**Goal:** Could you copy out all the items below with "put the marker" swapped for "place the point" and nothing else altered? Leave the pictures out of your copy.

**Input for this task:**
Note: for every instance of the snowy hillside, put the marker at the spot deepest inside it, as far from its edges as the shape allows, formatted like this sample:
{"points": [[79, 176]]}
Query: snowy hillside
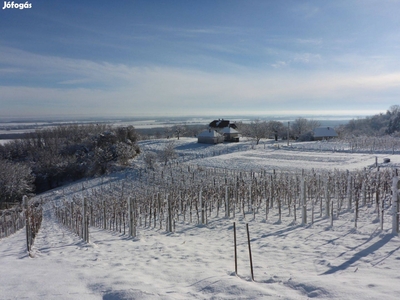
{"points": [[290, 260]]}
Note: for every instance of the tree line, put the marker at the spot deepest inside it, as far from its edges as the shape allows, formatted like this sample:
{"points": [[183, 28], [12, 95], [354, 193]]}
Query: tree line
{"points": [[50, 157], [377, 125]]}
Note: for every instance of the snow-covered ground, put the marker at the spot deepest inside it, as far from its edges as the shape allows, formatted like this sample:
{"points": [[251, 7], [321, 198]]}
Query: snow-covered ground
{"points": [[197, 261]]}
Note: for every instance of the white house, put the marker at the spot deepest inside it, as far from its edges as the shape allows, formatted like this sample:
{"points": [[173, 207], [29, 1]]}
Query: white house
{"points": [[230, 134], [210, 137]]}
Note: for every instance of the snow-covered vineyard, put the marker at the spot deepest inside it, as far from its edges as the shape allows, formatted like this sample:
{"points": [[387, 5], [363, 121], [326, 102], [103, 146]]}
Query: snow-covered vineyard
{"points": [[320, 219]]}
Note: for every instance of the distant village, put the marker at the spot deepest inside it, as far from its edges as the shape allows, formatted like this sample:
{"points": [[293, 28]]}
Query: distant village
{"points": [[221, 130]]}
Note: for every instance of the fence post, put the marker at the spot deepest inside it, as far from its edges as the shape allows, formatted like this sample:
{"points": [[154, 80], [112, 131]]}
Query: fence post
{"points": [[395, 206], [25, 201], [234, 242], [84, 220], [303, 201], [251, 259]]}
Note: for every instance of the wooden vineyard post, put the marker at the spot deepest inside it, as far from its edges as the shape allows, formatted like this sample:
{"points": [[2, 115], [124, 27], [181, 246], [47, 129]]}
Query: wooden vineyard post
{"points": [[234, 243], [327, 198], [227, 214], [169, 229], [356, 211], [85, 230], [104, 216], [303, 201], [201, 206], [25, 201], [130, 217], [395, 206], [349, 190], [251, 259]]}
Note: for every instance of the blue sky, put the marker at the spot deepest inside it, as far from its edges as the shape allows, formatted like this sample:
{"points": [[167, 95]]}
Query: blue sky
{"points": [[167, 58]]}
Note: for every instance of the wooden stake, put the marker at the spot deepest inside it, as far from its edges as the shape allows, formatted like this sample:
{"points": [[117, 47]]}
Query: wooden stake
{"points": [[251, 260]]}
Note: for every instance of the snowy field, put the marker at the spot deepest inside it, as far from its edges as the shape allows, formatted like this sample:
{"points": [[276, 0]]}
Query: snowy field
{"points": [[290, 261]]}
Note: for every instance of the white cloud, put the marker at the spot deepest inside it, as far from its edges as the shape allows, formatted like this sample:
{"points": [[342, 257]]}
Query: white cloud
{"points": [[130, 90]]}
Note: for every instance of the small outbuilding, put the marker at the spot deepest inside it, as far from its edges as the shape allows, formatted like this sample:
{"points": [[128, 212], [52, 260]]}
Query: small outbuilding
{"points": [[210, 137], [230, 134], [324, 133]]}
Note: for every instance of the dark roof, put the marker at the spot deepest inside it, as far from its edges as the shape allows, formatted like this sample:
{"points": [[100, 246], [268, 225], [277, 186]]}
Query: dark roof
{"points": [[222, 124]]}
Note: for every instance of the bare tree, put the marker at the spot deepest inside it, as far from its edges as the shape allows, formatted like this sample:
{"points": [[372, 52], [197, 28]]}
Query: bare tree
{"points": [[150, 159], [16, 180], [276, 128], [168, 152]]}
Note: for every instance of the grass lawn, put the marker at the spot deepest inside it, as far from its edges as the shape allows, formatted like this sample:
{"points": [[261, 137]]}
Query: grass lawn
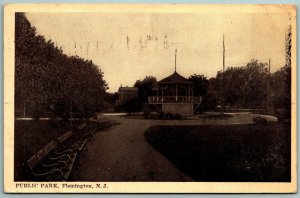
{"points": [[237, 153]]}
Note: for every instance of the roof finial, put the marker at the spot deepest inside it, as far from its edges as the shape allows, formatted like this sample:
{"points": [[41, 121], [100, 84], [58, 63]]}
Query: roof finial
{"points": [[175, 58]]}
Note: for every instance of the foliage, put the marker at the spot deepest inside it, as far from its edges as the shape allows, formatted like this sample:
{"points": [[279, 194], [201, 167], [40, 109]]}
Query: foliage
{"points": [[145, 88], [45, 78], [201, 86]]}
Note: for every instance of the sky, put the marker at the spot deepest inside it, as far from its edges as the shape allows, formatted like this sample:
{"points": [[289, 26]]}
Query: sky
{"points": [[127, 46]]}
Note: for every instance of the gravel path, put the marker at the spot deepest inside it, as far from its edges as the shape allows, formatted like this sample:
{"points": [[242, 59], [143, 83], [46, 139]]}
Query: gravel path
{"points": [[123, 154]]}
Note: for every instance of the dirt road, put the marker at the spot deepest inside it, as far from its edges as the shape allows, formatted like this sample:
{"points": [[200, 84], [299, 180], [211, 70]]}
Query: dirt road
{"points": [[123, 154]]}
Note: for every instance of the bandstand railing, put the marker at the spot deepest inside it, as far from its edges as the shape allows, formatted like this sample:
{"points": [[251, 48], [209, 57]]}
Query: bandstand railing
{"points": [[174, 99]]}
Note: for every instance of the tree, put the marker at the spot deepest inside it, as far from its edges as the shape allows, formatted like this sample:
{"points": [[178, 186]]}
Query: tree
{"points": [[145, 88], [280, 83], [242, 87], [45, 78]]}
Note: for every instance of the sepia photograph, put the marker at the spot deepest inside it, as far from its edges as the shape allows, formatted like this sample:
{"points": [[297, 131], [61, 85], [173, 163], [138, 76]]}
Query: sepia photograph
{"points": [[199, 97]]}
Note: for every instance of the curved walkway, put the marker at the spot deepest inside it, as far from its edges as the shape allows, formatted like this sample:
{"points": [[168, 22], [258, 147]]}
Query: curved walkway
{"points": [[123, 154]]}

**Task response:**
Note: for every instance of the snowy hillside, place the point at the spot deepest inside it, as far from its edges as the shape allows, formatted like this sample:
{"points": [[79, 176]]}
Query: snowy hillside
{"points": [[290, 260]]}
Note: for every instance of the tree line, place the point at the spot deepest inside it, as far from its edges as the shape allows, formatted like this sample:
{"points": [[183, 28], [12, 95], [354, 193]]}
Query: tree line
{"points": [[50, 157], [377, 125]]}
Note: for every instance of the snow-covered ground, place the point at the spot deepest inside it, as far from its edges as the shape allows, formatted like this sample:
{"points": [[251, 7], [321, 198]]}
Query: snow-covered ground
{"points": [[197, 261]]}
Note: for every instance of the white house, place the point at the spot deepest inside it, as far from its edges as the shape allows, formatted like this sample:
{"points": [[173, 207], [29, 1]]}
Query: white house
{"points": [[230, 134], [210, 137]]}
Note: for every instance of the snow-covered vineyard, place the point at the spot deepest inside it, as far from its edges as the shape allows, formatted like this sample:
{"points": [[387, 5], [363, 121], [326, 102], [103, 146]]}
Query: snow-covered vineyard
{"points": [[320, 219]]}
Note: for every instance of the distant village, place the point at the spot deepest inside it, as far from its edges as the shape allows, formatted like this sample:
{"points": [[293, 28]]}
Query: distant village
{"points": [[221, 130]]}
Note: for every instance of the fence post, place the point at the spot deepest inside it, as far from its edges as the shape allows, formatted like this sample:
{"points": [[154, 80], [112, 131]]}
Query: fence post
{"points": [[395, 206], [25, 201], [234, 242], [84, 220], [303, 201], [251, 259]]}
Note: for every instance of the wooden vineyard post, place the point at the spot deepest inside it, as far from its edges as the shape allows, formatted like this sample:
{"points": [[2, 115], [124, 27], [181, 246], [47, 129]]}
Query: wooden vineyard post
{"points": [[234, 243], [327, 198], [227, 214], [169, 229], [356, 211], [85, 230], [104, 216], [303, 201], [201, 206], [25, 201], [130, 217], [395, 206], [349, 190], [251, 259]]}
Note: for every instance of the blue sky, place the point at the spot deepest inside it, as far from its edges as the shape allows, formatted like this sample:
{"points": [[167, 95]]}
Query: blue sky
{"points": [[167, 58]]}
Note: for every instance of the wooden stake, place the point at the spot deepest inside it, as far from its edges as the shape allows, formatted like this sample:
{"points": [[117, 47]]}
Query: wooden stake
{"points": [[251, 260]]}
Note: for every instance of the snowy field, place the point at the spot deepest inside it, as far from its edges as the shape allows, formatted like this sample:
{"points": [[276, 0]]}
Query: snowy field
{"points": [[290, 261]]}
Note: for every instance of the white cloud, place the point at the spot deepest inside it, as far from its edges as the shape allows, formatted like this sample:
{"points": [[342, 257]]}
Query: white cloud
{"points": [[130, 90]]}
Note: for every instance of the small outbuilding, place the point at the spot deepest inside it, as far from its edges as the shape allows, formatted like this sample:
{"points": [[128, 212], [52, 260]]}
Query: small outbuilding
{"points": [[210, 137], [230, 134], [324, 133]]}
Note: for every instance of the dark roof, place the point at the spot deepest inside it, as far from its edges as the shape allows, formatted like this sample:
{"points": [[100, 246], [268, 225], [277, 186]]}
Query: dark roof
{"points": [[222, 124]]}
Note: for every instance of the bare tree, place the point at the spot deepest inside it, as far from its edges as the shape allows, formatted like this sample:
{"points": [[372, 52], [197, 28]]}
Query: bare tree
{"points": [[150, 159], [16, 180], [276, 128], [168, 152]]}
Note: for every instance of the grass lawn, place the point at the spot deepest inside it, as far from its edges as the shape allows, formatted like this sample:
{"points": [[261, 137]]}
Query: grass lawn
{"points": [[237, 153]]}
Note: for every instance of the roof finial, place the point at the spot deepest inside it, as far from its edges as the shape allows, formatted like this sample:
{"points": [[41, 121], [100, 84], [58, 63]]}
Query: roof finial
{"points": [[175, 58]]}
Note: for every instance of the foliage, place the point at the spot deepest inside it, as far from its edges as the shape allows, formatted like this sample:
{"points": [[279, 194], [201, 167], [40, 109]]}
Query: foliage
{"points": [[145, 88], [45, 78], [201, 86]]}
Note: for every instance of the sky, place the point at the spot deepest inside it, as far from its edges as the shape allows, formatted like this sample:
{"points": [[289, 26]]}
Query: sky
{"points": [[127, 46]]}
Note: for every instance of the gravel path, place the point at the spot deepest inside it, as far from its edges as the shape allows, formatted like this sample:
{"points": [[242, 59], [143, 83], [46, 139]]}
Query: gravel path
{"points": [[123, 154]]}
Note: for every instance of the dirt road, place the point at the spot deepest inside it, as far from its edges as the shape allows, formatted like this sample:
{"points": [[200, 84], [299, 180], [211, 70]]}
Query: dirt road
{"points": [[123, 154]]}
Note: for every instance of the bandstand railing, place the point at the spot deepest inside it, as far from its edges as the shape allows, formatted like this sample:
{"points": [[251, 48], [209, 57]]}
Query: bandstand railing
{"points": [[174, 99]]}
Note: for every instance of the tree, place the point at the spot deepest inside it, as far from its edges as the shape allows, formatted like this sample:
{"points": [[178, 186]]}
Query: tree
{"points": [[145, 88], [280, 83], [242, 87], [45, 78]]}
Note: for every instance of the sepia photograph, place the point at the spot deepest inside it, as far from its edges as the shape allows, formatted like this sample:
{"points": [[297, 131], [61, 85], [173, 163], [138, 76]]}
Query: sepia photograph
{"points": [[199, 97]]}
Note: for every instance of the curved walkway, place the point at the spot deepest inside it, as far from its edges as the shape allows, formatted like this sample:
{"points": [[168, 22], [258, 147]]}
Query: curved walkway
{"points": [[123, 154]]}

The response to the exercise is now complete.